Given exercise ▸
Output, word for word, every line from the line with "Please locate the standing" through the final line of the data below.
## begin Exercise data
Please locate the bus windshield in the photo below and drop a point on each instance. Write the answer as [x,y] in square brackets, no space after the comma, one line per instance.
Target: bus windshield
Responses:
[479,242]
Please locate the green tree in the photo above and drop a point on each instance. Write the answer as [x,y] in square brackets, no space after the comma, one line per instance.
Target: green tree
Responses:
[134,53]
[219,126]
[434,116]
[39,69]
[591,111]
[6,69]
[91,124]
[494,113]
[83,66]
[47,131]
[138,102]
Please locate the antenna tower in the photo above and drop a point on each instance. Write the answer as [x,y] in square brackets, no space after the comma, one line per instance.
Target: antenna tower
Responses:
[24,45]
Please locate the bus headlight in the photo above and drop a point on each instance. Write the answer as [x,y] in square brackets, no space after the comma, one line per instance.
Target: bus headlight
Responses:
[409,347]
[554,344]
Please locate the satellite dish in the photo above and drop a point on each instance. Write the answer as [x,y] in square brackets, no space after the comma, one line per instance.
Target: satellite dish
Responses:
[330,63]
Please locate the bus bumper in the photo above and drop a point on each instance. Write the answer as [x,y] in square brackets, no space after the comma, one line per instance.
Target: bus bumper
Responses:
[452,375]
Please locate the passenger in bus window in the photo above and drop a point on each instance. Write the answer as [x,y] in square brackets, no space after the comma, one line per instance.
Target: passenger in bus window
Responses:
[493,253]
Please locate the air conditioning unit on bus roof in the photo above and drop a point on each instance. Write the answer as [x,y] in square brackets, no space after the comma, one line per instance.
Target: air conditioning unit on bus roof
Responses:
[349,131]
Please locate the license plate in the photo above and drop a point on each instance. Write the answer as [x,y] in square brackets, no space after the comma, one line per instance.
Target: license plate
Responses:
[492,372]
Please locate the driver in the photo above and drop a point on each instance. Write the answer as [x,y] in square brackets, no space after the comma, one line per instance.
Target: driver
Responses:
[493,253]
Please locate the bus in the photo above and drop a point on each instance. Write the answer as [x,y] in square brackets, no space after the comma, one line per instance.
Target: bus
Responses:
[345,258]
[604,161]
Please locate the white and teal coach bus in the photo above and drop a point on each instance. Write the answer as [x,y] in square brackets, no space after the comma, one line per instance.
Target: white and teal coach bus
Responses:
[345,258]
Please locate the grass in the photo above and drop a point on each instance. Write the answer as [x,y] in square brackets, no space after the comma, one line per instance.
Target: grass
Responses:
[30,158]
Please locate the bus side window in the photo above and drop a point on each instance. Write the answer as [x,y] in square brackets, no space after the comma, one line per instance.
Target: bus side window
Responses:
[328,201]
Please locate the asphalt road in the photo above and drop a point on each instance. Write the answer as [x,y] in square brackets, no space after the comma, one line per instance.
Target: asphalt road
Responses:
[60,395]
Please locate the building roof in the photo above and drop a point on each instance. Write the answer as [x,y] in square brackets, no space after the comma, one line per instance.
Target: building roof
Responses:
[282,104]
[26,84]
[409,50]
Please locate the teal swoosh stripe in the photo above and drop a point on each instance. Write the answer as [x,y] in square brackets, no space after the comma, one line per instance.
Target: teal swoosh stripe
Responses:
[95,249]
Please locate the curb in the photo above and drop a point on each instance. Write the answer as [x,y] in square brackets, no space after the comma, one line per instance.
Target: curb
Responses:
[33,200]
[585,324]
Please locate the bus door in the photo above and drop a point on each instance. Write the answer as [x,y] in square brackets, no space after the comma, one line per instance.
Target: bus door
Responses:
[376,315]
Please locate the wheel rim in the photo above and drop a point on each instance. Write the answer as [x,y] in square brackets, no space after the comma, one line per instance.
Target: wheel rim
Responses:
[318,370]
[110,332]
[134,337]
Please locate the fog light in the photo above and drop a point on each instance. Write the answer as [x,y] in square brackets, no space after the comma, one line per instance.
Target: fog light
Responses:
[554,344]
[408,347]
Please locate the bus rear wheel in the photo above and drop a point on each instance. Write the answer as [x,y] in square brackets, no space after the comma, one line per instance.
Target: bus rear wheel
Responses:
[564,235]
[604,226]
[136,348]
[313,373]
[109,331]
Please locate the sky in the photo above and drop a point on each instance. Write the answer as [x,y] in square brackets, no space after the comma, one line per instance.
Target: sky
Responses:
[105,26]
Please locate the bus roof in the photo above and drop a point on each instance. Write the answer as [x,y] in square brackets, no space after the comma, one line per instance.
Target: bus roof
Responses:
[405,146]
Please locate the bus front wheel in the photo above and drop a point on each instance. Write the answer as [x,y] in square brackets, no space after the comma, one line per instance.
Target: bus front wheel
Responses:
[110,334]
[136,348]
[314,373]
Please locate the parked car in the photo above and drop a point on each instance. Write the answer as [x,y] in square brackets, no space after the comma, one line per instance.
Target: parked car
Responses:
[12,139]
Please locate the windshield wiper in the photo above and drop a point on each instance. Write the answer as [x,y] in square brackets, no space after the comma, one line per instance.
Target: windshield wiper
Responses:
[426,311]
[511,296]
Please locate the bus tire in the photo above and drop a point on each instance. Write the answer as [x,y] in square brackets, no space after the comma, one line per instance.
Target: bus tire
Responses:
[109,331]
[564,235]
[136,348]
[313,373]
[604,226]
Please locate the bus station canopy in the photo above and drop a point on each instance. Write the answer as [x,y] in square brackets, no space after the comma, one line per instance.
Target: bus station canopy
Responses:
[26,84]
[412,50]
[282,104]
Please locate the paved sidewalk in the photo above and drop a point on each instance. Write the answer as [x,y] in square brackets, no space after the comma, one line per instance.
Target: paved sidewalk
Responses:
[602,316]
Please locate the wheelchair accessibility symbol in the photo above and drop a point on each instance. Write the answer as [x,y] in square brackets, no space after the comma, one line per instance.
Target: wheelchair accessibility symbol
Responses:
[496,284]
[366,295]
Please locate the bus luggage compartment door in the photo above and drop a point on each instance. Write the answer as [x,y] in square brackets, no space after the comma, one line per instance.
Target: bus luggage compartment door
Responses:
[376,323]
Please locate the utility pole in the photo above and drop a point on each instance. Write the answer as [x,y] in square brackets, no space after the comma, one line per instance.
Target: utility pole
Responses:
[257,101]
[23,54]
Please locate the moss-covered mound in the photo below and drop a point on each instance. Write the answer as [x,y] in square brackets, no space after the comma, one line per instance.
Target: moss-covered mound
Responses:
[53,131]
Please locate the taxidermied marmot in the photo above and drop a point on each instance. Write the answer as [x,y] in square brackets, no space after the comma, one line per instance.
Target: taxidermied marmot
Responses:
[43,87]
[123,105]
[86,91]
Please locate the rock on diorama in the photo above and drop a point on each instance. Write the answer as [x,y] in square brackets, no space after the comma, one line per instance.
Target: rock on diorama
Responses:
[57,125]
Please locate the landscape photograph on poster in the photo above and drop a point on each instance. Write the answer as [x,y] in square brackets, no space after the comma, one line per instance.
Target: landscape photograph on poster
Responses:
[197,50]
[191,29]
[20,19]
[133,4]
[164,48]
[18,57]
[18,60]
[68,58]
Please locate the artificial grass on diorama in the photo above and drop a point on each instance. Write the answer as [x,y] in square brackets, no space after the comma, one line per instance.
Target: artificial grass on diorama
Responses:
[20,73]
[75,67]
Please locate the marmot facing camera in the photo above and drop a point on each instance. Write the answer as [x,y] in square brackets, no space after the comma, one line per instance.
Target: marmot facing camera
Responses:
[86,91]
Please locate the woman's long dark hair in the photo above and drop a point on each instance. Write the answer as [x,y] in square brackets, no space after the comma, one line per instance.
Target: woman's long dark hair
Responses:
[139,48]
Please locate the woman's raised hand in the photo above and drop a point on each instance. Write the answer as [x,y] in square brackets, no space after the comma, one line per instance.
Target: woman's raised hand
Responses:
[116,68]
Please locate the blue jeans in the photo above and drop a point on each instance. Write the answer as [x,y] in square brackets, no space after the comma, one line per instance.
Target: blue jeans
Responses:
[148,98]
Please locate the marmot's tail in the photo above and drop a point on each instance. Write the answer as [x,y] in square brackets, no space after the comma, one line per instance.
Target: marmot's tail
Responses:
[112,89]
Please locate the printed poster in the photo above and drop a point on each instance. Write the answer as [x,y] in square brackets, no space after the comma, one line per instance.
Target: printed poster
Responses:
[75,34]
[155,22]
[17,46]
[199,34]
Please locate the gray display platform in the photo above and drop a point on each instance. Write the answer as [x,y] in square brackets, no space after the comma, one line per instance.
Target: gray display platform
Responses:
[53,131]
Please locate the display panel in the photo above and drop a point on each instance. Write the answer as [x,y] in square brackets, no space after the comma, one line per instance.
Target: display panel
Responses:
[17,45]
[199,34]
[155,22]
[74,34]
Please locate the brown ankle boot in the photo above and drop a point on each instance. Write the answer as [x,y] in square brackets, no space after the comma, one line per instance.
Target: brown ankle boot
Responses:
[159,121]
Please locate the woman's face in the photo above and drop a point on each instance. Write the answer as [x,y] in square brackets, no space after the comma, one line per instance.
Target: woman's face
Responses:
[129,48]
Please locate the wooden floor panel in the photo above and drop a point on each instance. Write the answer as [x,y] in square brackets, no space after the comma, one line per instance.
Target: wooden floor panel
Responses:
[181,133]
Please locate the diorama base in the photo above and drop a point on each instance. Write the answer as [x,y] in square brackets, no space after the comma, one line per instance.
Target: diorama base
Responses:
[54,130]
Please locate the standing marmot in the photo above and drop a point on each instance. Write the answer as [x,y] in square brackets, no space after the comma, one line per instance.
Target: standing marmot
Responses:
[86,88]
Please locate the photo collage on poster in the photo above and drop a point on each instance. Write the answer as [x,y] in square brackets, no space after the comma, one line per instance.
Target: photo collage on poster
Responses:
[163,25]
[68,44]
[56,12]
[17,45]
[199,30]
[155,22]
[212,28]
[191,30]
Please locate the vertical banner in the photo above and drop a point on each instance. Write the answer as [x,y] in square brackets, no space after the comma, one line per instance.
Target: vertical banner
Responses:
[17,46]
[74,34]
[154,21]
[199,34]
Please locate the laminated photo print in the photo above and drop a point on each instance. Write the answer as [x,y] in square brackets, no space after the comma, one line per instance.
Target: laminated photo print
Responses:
## end Exercise data
Exercise output ▸
Please locate the standing marmot in the photo above and drop a point on each instance. Write the answer as [x,y] in square brackets, no space after the comma, one line per instance.
Target: standing marmot
Responses:
[86,88]
Please locate the photo collage on poster in the photo above and drop a point on each instance. Write the answer as [x,y] in square brackets, no space after the comma, one line per instance.
Target: photo collage on poster
Responses:
[163,25]
[68,44]
[56,12]
[17,45]
[199,30]
[155,22]
[212,28]
[191,30]
Please locate the vertical banner in the photo above and drop a point on each instance. Write the answer as [x,y] in square brackets, no space after the comma, one line per instance.
Target: vertical banner
Responses:
[17,46]
[74,34]
[154,21]
[199,34]
Please locate the laminated photo print in the photo above and drop a point on each instance. Write the answer as [x,y] in square brackets, no space after the comma, one line per instance.
Target: laminated photo print
Responses:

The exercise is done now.